Right to Public Services legislation in India comprises statutory laws which guarantee time bound delivery of services for various public services rendered by the Government to citizen and provides mechanism for punishing the errant public servant who is deficient in providing the service stipulated under the statute. Right to Service legislation are meant to reduce corruption among the government officials and to increase transparency and public accountability. Madhya Pradesh became the first state in India to enact Right to Service Act on 18 August 2010 and Bihar was the second to enact this bill on 25 July 2011. Several other states like Bihar, Delhi, Punjab, Rajasthan, Himachal Pradesh, Kerala, Uttarakhand, Haryana, Uttar Pradesh, Odisha, Jharkhand Maharashtra and West Bengal have introduced similar legislation for effectuating the right to service to the citizen.

Framework
The common framework of the legislations in various states includes, granting of "right to public services", which are to be provided to the public by the designated official within the stipulated time frame.  The public services which are to be granted as a right under the legislations are generally notified separately through Gazette notification. Some of the common public services which are to be provided within the fixed time frame as a right under the Acts, includes issuing caste, birth, marriage and domicile certificates, electric connections, voter's card, ration cards, copies of land records, etc.

On failure to provide the service by the designated officer within the given time or rejected to provide the service, the aggrieved person can approach the First Appellate Authority. The First Appellate Authority, after making a hearing, can accept or reject the appeal by making a written order stating the reasons for the order and intimate the same to the applicant, and can order the public servant to provide the service to the applicant.

- What you need to do
• A. According to the text on India's right-to-service laws, which state was the first to enact a Right to Service Act, and on what date?
• B. Pick up the text on India's right-to-service laws after its last sentence and write one further paragraph in the same style.
The listing after this line plays no part in the work.

- Information provided
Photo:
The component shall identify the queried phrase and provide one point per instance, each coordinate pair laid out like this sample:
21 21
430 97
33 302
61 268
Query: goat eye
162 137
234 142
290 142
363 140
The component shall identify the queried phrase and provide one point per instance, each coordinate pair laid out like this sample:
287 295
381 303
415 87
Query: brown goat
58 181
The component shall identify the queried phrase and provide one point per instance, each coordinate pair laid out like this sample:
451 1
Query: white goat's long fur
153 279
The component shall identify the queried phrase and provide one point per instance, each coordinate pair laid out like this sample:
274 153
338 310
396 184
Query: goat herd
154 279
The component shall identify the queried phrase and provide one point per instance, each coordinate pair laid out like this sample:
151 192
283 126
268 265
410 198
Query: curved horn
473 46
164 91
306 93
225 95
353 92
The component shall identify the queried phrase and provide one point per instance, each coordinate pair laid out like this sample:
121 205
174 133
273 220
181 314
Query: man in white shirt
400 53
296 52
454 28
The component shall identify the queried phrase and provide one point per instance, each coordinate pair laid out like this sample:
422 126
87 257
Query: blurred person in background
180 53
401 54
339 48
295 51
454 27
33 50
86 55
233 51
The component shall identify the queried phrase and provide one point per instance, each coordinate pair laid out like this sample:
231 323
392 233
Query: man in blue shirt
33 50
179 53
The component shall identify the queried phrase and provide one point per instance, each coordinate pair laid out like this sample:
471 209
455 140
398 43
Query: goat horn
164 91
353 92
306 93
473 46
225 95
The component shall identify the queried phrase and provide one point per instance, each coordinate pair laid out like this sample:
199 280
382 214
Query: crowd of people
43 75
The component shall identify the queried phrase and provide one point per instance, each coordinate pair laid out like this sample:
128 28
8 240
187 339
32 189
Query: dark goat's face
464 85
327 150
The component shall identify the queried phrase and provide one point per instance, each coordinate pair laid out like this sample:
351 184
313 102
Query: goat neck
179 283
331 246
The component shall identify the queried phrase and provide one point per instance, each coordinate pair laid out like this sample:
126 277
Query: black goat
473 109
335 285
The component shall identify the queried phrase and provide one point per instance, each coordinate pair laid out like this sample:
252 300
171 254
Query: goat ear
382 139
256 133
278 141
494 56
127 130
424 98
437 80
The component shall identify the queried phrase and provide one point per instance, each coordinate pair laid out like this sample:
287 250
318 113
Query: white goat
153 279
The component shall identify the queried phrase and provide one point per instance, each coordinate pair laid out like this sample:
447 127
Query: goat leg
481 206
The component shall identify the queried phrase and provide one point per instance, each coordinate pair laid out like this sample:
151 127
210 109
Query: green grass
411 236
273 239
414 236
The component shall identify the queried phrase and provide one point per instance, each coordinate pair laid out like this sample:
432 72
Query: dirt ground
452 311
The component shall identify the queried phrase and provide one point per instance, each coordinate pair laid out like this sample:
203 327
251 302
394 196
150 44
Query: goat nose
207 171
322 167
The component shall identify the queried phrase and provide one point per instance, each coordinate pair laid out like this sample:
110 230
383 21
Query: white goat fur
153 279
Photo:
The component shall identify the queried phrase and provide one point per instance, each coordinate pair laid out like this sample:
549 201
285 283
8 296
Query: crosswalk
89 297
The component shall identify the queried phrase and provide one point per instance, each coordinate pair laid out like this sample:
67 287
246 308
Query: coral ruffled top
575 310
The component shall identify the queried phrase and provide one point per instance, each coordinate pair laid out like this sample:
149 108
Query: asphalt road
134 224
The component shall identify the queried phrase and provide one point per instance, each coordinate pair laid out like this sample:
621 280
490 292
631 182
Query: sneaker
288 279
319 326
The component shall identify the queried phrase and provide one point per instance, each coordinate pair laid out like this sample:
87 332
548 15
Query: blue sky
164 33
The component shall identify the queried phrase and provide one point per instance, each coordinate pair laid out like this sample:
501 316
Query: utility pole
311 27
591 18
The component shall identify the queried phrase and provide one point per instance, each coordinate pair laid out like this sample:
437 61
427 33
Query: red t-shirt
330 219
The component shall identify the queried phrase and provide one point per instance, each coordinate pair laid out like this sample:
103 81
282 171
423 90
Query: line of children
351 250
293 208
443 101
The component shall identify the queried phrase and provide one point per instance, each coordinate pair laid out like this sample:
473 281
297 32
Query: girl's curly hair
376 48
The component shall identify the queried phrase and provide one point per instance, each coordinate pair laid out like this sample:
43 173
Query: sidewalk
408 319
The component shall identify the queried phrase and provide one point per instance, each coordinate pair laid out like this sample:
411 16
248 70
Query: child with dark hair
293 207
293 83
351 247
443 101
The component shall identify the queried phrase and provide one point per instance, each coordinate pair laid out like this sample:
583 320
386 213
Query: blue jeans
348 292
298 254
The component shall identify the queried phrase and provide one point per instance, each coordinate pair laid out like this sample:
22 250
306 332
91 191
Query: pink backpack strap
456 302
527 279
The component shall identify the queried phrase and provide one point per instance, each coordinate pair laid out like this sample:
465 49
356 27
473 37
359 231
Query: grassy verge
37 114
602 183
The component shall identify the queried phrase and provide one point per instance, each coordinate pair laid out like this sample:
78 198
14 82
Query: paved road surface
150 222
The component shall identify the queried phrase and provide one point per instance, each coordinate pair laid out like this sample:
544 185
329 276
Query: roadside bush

- Expected answers
• A. Madhya Pradesh, on 18 August 2010.

• B.
An appeal can be made from the order of the First Appellate Authority to the Second Appellate Authority, who can either accept or reject the application, by making a written order stating the reasons for the order and intimate the same to the applicant, and can order the public servant to provide the service to the applicant or can impose penalty on the designated officer for deficiency of service without any reasonable cause, which can range from Rs. 500 to Rs. 5000 or may recommend disciplinary proceedings. The applicant may be compensated out of the penalty imposed on the officer. The appellate authorities has been granted certain powers of a Civil Court while trying a suit under Code of Civil Procedure, 1908, like production of documents and issuance of summon to the Designated officers and appellants.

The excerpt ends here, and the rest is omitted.